THE TASK: Reproduce every line of the data below verbatim, with no changes.

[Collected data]
□ □ □ □

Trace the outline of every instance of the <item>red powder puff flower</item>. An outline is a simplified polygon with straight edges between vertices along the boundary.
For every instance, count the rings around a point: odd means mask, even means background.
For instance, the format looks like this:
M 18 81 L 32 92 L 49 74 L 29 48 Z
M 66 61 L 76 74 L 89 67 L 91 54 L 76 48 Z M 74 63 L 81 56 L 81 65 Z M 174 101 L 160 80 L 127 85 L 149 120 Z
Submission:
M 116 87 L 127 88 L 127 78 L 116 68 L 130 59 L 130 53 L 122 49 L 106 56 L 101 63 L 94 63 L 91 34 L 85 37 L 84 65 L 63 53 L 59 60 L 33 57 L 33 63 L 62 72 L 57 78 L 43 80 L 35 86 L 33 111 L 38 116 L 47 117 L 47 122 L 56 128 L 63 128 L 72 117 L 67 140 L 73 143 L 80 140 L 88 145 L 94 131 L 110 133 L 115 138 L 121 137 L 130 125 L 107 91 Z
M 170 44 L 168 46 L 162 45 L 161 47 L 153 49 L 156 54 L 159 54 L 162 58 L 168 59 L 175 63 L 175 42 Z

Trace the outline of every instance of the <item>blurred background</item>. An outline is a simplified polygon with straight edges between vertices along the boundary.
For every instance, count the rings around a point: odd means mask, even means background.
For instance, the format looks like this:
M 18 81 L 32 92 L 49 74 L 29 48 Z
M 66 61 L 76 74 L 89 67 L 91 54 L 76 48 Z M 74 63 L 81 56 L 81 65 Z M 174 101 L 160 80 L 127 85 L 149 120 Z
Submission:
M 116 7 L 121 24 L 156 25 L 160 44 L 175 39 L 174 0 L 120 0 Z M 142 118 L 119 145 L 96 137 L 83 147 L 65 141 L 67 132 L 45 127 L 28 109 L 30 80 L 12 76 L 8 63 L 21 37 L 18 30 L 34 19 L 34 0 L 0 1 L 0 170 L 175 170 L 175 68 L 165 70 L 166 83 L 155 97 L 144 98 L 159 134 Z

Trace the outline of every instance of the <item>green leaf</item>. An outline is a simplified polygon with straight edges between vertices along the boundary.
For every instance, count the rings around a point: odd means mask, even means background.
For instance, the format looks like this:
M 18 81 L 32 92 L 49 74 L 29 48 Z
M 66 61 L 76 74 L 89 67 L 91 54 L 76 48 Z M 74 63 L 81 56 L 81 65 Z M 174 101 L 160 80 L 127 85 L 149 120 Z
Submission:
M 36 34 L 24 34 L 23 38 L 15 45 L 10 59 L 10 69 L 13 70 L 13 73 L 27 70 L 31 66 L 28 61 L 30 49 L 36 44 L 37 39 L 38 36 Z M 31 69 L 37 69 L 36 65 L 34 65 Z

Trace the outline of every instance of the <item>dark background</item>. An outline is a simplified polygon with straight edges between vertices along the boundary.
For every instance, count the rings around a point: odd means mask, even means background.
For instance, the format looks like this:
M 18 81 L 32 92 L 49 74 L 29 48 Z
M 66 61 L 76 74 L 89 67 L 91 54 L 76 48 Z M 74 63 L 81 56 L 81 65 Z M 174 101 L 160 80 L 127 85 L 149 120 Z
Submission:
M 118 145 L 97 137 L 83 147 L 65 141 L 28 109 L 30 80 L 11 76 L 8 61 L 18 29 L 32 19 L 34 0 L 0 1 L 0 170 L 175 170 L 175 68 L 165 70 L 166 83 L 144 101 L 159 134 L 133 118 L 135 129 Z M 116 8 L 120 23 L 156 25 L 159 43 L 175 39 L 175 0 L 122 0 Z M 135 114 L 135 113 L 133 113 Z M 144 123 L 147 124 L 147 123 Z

□ □ □ □

OUTPUT FOR THIS TASK:
Trace the outline of every instance of the <item>red powder puff flower</item>. An outline is a simplified polygon with straight edges between vertices along the boundary.
For every instance, count the rings around a point: odd means mask, even means background.
For instance, the format looks like this:
M 18 81 L 32 92 L 49 74 L 29 48 Z
M 66 61 L 76 74 L 89 67 L 91 54 L 76 48 Z M 74 63 L 81 56 L 81 65 Z M 174 101 L 160 80 L 127 85 L 149 120 Z
Submission:
M 116 87 L 127 88 L 127 78 L 116 68 L 130 59 L 130 53 L 122 49 L 106 56 L 101 63 L 94 63 L 91 34 L 85 37 L 84 65 L 63 53 L 59 60 L 33 57 L 33 63 L 62 72 L 57 78 L 43 80 L 35 86 L 33 111 L 38 116 L 47 117 L 47 122 L 56 128 L 63 128 L 72 117 L 67 140 L 73 143 L 80 140 L 88 145 L 94 131 L 110 133 L 115 138 L 121 137 L 130 125 L 107 91 Z
M 170 44 L 168 46 L 162 45 L 161 47 L 153 49 L 156 54 L 159 54 L 162 58 L 168 59 L 175 63 L 175 42 Z

Trace the outline of every instance of the <item>blurred background</item>. An outline is a simplified polygon with straight edges between vertices along the boundary.
For every instance, count the rings around a point: odd means mask, even means background.
For instance, the format looks like this:
M 18 81 L 32 92 L 49 74 L 29 48 Z
M 66 61 L 76 74 L 89 67 L 91 54 L 76 48 Z M 74 63 L 81 56 L 81 65 Z M 174 101 L 160 80 L 127 85 L 149 120 Z
Submission:
M 116 7 L 121 24 L 156 25 L 160 44 L 175 39 L 174 0 L 120 0 Z M 142 118 L 119 145 L 96 137 L 83 147 L 65 141 L 67 132 L 45 127 L 28 109 L 30 80 L 12 76 L 8 63 L 21 37 L 18 30 L 34 19 L 34 0 L 0 1 L 0 170 L 175 170 L 175 68 L 165 70 L 166 83 L 155 97 L 144 98 L 159 134 Z

Trace the outline of every instance of the <item>green leaf</item>. An outline is a simplified polygon with straight edges between vertices along the boundary.
For every instance, count the rings around a point: odd means mask, even means background.
For instance, the format looks like this:
M 18 81 L 32 92 L 49 74 L 29 48 Z
M 66 61 L 76 74 L 89 67 L 91 54 L 76 48 Z M 74 63 L 81 56 L 81 65 Z M 174 101 L 160 80 L 127 85 L 149 120 Z
Submission:
M 36 34 L 24 34 L 23 38 L 15 45 L 10 59 L 10 69 L 13 70 L 13 73 L 27 70 L 31 66 L 28 61 L 30 49 L 36 44 L 37 39 L 38 36 Z M 31 69 L 37 69 L 36 65 L 34 65 Z

Trace the outline of every instance of the <item>dark background</item>. An outline is a simplified polygon with straight edges between vertices along the boundary.
For every instance, count the rings around a point: odd means mask, even means background.
For instance, the format looks like this:
M 18 81 L 32 92 L 49 74 L 29 48 Z
M 66 61 L 76 74 L 89 67 L 91 54 L 76 48 Z M 74 63 L 81 56 L 81 65 Z M 174 101 L 160 80 L 127 85 L 149 120 Z
Submission:
M 118 145 L 97 137 L 83 147 L 65 141 L 28 109 L 30 80 L 11 76 L 8 61 L 18 29 L 32 19 L 34 0 L 0 1 L 0 170 L 175 170 L 175 68 L 165 70 L 166 83 L 144 101 L 159 134 L 133 118 L 135 129 Z M 116 8 L 120 23 L 156 25 L 159 43 L 175 39 L 175 0 L 122 0 Z M 135 114 L 135 113 L 133 113 Z M 144 123 L 147 124 L 147 123 Z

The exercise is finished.